» Exercise directions:
Copy out all the data, word for word.

>> Begin Exercise inputs

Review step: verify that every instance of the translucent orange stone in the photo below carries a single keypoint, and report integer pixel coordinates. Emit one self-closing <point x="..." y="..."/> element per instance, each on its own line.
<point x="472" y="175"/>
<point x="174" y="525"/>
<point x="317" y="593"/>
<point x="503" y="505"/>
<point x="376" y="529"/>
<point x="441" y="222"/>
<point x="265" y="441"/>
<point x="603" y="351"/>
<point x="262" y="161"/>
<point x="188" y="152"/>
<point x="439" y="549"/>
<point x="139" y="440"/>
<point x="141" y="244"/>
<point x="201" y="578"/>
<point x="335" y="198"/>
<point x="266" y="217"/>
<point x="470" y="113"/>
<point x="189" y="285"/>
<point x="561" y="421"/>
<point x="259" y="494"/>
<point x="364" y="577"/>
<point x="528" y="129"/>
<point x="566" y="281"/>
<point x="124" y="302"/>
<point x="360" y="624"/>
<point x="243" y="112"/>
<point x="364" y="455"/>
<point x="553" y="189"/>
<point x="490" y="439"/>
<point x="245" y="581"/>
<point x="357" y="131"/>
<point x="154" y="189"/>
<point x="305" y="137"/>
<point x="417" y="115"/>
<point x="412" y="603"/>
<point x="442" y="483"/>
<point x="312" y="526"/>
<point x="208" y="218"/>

>> End Exercise inputs

» Final answer:
Review step: verify that every instance of the translucent orange stone in the photo below carries a single keypoint, and report integer pixel coordinates. Emit one self-closing <point x="..." y="..."/> element per instance, each on its own line.
<point x="472" y="175"/>
<point x="174" y="525"/>
<point x="317" y="593"/>
<point x="503" y="505"/>
<point x="376" y="529"/>
<point x="441" y="222"/>
<point x="265" y="441"/>
<point x="603" y="351"/>
<point x="262" y="161"/>
<point x="188" y="152"/>
<point x="439" y="549"/>
<point x="139" y="440"/>
<point x="141" y="244"/>
<point x="201" y="578"/>
<point x="335" y="198"/>
<point x="266" y="217"/>
<point x="470" y="113"/>
<point x="189" y="285"/>
<point x="561" y="421"/>
<point x="259" y="494"/>
<point x="364" y="577"/>
<point x="528" y="129"/>
<point x="566" y="281"/>
<point x="124" y="302"/>
<point x="360" y="624"/>
<point x="243" y="112"/>
<point x="364" y="455"/>
<point x="553" y="189"/>
<point x="490" y="439"/>
<point x="245" y="581"/>
<point x="357" y="131"/>
<point x="154" y="189"/>
<point x="305" y="137"/>
<point x="417" y="115"/>
<point x="412" y="603"/>
<point x="442" y="483"/>
<point x="312" y="526"/>
<point x="208" y="218"/>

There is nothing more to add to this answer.